## Objective
From the data below, pull out the lines that start with the one containing "A wildlife trail-camera captured the frame above. Find the dirt" and end with the one containing "[393,171,705,589]", both included, and reproduce them without any change.

[Provided entries start]

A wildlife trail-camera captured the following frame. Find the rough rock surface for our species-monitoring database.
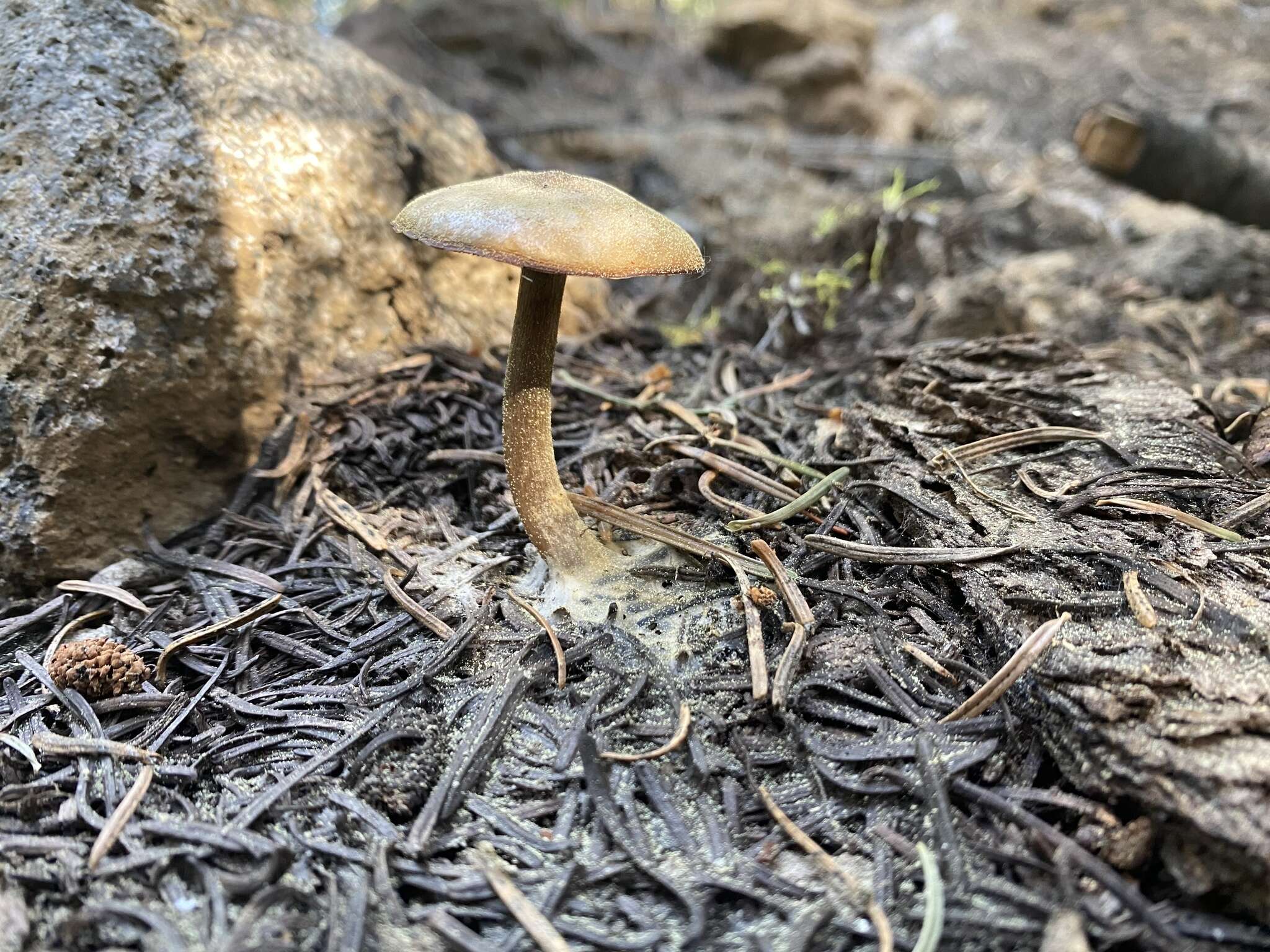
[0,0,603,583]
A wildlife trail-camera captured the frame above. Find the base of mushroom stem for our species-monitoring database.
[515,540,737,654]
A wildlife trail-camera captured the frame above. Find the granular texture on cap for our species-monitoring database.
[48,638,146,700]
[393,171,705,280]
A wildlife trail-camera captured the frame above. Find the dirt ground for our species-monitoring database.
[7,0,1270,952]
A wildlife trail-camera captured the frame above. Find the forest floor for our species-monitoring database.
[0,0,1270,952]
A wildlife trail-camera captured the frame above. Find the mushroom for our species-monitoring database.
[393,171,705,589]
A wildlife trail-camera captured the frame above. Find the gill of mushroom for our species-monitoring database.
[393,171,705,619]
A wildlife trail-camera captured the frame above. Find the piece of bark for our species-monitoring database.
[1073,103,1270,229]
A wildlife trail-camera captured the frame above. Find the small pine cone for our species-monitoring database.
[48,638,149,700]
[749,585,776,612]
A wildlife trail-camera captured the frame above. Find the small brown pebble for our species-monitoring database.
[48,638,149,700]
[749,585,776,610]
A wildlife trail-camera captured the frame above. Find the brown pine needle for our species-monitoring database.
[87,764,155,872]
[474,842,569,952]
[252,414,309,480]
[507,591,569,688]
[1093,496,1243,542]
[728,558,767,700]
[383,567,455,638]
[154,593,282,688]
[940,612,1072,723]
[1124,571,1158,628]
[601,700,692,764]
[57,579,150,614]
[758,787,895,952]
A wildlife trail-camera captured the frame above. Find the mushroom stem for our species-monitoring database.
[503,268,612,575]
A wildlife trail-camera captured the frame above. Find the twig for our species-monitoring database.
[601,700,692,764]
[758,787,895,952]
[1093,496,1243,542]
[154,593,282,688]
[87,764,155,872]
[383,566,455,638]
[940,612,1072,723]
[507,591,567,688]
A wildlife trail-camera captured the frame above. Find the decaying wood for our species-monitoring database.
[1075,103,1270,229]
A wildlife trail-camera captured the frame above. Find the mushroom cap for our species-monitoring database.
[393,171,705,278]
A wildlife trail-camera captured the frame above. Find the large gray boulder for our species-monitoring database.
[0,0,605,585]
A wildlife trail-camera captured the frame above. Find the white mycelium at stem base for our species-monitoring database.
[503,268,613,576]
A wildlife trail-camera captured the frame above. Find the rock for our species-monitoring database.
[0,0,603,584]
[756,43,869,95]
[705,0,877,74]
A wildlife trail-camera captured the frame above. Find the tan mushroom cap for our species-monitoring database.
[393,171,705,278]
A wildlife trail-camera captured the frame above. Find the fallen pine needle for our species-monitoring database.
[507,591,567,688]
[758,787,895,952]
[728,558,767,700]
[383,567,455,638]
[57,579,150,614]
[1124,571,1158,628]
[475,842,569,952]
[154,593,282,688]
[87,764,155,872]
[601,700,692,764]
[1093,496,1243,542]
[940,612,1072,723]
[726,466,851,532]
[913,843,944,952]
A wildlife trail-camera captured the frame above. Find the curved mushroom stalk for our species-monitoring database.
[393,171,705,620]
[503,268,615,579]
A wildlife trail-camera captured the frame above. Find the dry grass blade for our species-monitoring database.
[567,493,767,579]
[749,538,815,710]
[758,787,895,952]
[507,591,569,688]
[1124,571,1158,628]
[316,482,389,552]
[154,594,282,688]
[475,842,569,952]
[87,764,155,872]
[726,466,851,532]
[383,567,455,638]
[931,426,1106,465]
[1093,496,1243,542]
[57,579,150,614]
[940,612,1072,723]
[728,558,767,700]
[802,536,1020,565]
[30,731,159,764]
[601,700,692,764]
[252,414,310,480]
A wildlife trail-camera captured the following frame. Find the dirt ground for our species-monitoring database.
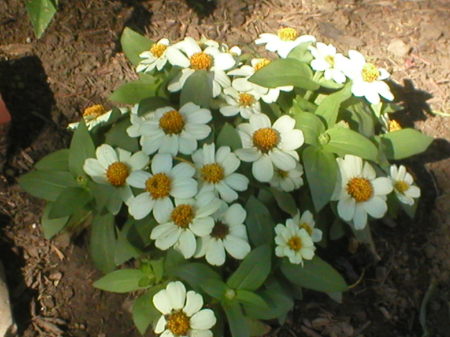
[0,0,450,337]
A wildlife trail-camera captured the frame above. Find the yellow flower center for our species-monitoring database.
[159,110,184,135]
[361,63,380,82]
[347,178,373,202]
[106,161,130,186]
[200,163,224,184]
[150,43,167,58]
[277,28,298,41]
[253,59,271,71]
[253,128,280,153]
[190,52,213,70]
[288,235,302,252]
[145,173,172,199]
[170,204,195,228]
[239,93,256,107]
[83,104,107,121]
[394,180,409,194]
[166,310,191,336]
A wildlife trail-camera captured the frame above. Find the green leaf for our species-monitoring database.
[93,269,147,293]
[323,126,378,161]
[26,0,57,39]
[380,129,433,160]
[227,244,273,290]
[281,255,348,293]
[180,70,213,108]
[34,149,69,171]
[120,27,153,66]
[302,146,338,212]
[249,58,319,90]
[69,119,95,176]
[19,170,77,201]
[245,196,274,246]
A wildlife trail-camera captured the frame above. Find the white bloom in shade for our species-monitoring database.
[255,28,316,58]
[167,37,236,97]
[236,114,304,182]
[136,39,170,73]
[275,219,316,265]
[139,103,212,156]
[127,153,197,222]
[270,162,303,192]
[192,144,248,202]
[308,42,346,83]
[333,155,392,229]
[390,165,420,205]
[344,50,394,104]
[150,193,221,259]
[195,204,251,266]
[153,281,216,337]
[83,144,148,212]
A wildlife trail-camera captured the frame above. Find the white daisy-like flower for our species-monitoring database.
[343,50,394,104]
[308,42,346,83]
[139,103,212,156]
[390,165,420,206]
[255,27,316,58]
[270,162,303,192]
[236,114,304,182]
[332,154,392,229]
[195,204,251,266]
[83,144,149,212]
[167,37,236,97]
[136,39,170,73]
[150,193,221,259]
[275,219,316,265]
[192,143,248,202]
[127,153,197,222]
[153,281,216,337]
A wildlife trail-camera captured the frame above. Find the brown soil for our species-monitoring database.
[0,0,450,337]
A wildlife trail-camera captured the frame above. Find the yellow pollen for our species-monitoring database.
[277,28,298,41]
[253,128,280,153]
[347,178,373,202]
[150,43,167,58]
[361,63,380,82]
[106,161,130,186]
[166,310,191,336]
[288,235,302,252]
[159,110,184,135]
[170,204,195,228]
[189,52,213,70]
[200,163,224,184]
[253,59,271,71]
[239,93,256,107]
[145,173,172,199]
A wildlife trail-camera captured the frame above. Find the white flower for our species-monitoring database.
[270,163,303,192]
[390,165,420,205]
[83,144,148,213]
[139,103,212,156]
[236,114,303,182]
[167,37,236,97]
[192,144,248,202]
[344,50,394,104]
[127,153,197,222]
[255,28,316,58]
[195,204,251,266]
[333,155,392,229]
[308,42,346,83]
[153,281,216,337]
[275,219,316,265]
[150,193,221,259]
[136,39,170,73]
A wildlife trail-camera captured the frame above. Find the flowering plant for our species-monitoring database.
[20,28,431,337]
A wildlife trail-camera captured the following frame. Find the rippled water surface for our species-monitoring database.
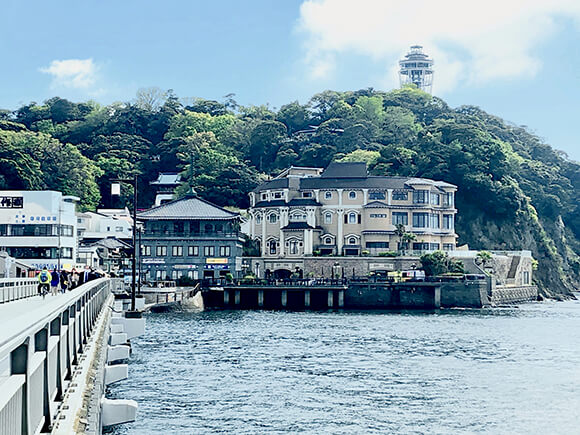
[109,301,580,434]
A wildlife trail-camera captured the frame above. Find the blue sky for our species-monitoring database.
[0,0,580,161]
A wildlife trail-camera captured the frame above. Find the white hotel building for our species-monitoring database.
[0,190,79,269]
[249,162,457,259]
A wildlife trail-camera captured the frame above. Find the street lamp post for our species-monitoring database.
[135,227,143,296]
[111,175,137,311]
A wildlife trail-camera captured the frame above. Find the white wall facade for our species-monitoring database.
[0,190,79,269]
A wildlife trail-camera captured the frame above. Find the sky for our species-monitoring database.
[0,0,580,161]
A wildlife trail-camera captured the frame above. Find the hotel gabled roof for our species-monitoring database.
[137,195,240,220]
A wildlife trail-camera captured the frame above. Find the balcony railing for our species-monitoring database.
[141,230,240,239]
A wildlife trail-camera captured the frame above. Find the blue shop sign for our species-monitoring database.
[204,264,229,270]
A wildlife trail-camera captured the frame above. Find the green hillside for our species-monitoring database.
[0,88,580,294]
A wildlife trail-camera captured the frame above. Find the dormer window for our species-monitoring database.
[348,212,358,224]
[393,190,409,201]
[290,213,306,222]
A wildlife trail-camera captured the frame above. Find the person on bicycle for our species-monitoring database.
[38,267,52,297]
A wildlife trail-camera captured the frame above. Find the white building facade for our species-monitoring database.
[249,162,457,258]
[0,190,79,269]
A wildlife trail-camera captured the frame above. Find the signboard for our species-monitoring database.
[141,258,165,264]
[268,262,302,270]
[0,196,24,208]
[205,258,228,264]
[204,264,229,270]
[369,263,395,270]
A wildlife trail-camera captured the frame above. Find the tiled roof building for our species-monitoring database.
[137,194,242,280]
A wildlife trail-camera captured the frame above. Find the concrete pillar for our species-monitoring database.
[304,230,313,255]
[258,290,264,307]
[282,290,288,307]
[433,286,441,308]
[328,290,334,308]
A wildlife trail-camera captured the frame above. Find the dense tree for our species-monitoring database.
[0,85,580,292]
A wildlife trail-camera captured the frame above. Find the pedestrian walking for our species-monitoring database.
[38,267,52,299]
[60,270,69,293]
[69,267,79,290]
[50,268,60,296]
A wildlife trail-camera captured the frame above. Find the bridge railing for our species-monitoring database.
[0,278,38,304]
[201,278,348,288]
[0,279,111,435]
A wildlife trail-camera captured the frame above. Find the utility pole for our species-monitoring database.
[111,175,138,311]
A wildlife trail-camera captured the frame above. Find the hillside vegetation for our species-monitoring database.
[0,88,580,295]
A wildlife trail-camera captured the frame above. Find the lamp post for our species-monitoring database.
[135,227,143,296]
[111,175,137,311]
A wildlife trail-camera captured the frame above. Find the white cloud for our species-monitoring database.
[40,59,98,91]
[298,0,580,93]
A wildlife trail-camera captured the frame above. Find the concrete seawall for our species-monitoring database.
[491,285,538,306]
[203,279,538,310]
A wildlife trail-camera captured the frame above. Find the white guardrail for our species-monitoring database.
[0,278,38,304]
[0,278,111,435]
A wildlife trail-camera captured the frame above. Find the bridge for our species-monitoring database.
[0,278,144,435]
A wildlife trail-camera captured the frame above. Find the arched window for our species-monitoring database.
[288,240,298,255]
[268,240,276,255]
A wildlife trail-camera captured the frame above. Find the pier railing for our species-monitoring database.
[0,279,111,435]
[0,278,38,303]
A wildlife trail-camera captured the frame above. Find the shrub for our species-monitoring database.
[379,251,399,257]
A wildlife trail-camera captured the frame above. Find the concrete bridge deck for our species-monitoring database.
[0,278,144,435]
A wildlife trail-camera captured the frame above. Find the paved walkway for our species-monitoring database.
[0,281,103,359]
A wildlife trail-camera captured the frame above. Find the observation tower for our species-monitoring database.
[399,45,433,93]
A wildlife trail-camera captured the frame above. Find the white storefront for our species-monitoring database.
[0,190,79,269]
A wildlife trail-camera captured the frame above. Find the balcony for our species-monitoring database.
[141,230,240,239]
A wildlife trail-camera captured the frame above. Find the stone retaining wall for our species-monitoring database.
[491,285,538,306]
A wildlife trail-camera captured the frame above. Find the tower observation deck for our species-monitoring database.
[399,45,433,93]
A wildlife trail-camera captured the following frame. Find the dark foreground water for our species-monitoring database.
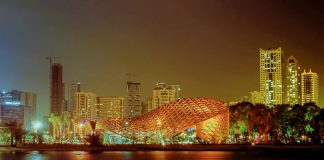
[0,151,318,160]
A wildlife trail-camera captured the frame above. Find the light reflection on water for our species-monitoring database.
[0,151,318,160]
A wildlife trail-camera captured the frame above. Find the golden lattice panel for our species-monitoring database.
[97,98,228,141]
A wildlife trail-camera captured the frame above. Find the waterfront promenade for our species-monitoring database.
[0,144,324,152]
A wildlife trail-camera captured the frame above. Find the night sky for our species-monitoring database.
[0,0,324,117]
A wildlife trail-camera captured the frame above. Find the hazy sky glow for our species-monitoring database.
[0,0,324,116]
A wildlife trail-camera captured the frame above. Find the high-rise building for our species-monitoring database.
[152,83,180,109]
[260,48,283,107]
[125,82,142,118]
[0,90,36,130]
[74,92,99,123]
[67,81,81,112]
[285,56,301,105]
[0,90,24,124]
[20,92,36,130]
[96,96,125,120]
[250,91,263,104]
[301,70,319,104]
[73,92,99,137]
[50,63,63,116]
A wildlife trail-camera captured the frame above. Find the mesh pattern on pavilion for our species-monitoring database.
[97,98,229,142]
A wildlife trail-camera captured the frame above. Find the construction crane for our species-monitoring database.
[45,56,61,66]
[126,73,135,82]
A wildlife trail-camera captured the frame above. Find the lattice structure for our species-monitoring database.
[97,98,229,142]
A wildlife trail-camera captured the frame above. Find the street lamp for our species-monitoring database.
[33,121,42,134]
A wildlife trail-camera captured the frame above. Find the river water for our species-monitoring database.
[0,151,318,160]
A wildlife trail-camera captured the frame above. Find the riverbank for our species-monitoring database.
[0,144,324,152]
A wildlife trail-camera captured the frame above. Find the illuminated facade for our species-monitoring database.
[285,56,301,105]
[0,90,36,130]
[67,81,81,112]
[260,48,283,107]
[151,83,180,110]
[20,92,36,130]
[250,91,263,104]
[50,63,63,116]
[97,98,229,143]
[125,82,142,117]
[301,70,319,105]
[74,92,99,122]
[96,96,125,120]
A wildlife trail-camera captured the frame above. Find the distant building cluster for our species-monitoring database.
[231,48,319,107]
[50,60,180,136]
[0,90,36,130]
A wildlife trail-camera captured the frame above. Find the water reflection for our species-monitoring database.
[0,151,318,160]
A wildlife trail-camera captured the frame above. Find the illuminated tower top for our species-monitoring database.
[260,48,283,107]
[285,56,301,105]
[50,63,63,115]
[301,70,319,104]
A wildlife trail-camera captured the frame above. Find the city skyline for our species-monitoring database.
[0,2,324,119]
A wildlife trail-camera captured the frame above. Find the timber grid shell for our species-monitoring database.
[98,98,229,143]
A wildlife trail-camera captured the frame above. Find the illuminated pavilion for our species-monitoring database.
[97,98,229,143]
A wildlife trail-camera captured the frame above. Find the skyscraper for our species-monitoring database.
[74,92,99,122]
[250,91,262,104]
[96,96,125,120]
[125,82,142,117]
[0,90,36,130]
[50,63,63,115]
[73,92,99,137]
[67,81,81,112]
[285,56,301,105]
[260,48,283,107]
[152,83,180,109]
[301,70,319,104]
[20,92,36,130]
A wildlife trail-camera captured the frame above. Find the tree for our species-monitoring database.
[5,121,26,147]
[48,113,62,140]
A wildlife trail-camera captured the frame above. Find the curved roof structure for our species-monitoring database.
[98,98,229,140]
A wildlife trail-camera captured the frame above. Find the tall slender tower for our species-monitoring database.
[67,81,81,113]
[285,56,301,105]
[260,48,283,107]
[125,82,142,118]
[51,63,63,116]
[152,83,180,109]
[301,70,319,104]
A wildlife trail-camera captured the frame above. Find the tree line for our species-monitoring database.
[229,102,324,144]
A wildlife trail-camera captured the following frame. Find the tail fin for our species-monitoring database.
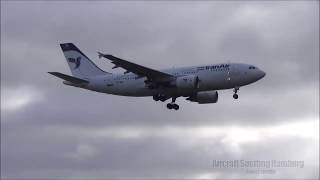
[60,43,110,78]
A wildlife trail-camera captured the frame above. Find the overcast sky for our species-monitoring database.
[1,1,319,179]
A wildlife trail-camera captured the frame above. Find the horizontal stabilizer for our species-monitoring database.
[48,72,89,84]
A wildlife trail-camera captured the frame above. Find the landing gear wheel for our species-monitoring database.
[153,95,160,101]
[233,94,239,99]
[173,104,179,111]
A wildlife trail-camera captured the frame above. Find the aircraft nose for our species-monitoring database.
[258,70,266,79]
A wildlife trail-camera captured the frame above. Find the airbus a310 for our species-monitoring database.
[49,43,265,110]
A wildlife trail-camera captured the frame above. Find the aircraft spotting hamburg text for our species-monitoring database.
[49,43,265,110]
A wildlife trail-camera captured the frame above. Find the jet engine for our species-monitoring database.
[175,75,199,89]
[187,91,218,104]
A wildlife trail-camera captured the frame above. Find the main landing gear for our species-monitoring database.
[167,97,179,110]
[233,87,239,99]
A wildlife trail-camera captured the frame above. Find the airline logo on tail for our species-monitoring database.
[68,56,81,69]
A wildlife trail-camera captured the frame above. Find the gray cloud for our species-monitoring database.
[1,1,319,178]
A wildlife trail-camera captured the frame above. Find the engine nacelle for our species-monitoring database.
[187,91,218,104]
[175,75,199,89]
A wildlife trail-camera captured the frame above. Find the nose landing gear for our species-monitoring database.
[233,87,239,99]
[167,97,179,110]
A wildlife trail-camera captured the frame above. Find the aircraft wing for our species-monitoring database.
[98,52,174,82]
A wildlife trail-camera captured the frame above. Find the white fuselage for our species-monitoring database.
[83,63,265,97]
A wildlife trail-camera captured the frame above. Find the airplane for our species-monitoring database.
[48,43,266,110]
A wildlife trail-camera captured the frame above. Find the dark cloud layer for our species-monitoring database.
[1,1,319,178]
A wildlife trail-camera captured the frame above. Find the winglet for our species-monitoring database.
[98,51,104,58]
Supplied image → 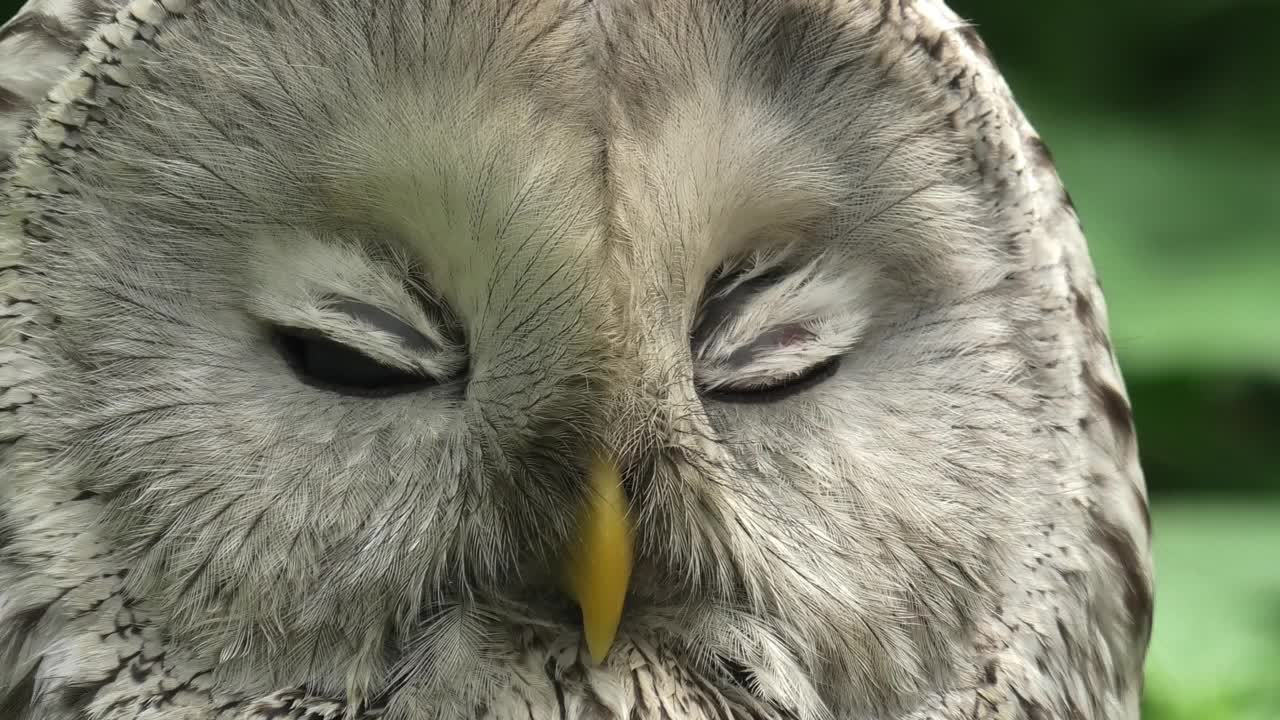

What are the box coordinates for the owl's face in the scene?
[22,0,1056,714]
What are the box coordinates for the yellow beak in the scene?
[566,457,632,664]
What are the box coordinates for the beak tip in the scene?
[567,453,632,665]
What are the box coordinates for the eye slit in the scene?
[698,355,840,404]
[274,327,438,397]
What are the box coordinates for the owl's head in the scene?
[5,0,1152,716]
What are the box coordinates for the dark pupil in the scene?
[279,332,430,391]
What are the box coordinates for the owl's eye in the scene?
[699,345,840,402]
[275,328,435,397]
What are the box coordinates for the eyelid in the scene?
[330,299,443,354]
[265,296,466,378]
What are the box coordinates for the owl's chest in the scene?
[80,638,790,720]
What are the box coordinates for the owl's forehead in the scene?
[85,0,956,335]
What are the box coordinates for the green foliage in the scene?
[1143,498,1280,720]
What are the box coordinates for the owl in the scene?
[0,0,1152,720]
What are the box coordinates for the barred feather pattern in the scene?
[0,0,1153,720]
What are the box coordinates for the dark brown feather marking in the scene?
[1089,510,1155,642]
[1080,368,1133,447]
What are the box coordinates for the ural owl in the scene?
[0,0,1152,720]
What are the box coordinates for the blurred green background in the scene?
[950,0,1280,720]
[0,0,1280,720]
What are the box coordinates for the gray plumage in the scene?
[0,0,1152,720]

[Provided entries end]

## Exercise response
A wildlife trail-camera captured the frame above. Find the dirt ground for our species-monitoring database.
[7,0,1270,952]
A wildlife trail-camera captured the frame above. Find the forest floor for our species-monitoring database.
[0,0,1270,952]
A wildlife trail-camera captured the frame above. Find the mushroom for our species-monitoring database.
[393,171,705,589]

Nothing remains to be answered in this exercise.